What you will do:
Reproduce word for word the lines below, from the first one through the line containing "Draw the outline of every instance of the yellow".

Data for this task:
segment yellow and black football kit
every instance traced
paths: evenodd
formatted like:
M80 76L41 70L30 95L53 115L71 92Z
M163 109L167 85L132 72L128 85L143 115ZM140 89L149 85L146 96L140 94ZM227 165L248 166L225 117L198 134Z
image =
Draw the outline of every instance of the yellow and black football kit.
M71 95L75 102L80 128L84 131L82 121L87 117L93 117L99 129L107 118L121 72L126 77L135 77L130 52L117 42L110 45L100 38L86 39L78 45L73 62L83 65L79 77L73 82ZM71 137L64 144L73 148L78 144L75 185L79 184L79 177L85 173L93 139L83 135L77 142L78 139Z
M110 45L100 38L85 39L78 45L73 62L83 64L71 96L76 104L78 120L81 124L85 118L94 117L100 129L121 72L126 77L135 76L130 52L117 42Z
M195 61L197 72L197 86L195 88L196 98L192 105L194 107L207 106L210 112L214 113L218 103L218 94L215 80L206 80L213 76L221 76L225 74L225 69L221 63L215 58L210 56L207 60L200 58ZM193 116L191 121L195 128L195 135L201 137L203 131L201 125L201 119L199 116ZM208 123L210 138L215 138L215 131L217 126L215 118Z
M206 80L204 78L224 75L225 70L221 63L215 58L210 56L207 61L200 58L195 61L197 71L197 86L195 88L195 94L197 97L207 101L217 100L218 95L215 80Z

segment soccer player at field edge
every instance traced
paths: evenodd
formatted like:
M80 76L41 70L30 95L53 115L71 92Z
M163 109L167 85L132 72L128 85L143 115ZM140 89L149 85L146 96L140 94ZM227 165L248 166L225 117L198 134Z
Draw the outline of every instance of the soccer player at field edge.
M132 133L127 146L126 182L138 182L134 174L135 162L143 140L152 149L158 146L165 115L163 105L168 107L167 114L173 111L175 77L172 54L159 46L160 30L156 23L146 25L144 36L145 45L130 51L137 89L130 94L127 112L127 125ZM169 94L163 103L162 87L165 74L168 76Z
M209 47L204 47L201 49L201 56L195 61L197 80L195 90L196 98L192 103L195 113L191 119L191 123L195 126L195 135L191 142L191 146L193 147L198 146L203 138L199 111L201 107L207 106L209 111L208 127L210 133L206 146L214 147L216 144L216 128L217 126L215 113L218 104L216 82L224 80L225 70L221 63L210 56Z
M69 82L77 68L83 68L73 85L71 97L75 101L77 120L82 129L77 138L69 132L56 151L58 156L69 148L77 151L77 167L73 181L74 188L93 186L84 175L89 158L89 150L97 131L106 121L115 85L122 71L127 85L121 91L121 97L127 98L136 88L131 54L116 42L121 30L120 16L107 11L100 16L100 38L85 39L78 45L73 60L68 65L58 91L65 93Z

Expected output:
segment yellow and black football kit
every instance traced
paths: evenodd
formatted like:
M80 76L41 70L30 95L53 115L71 92Z
M163 109L167 85L132 72L128 85L143 115ZM140 89L149 85L146 96L140 94ZM227 165L248 166L225 117L198 134Z
image =
Draw the outline of every instance of the yellow and black football kit.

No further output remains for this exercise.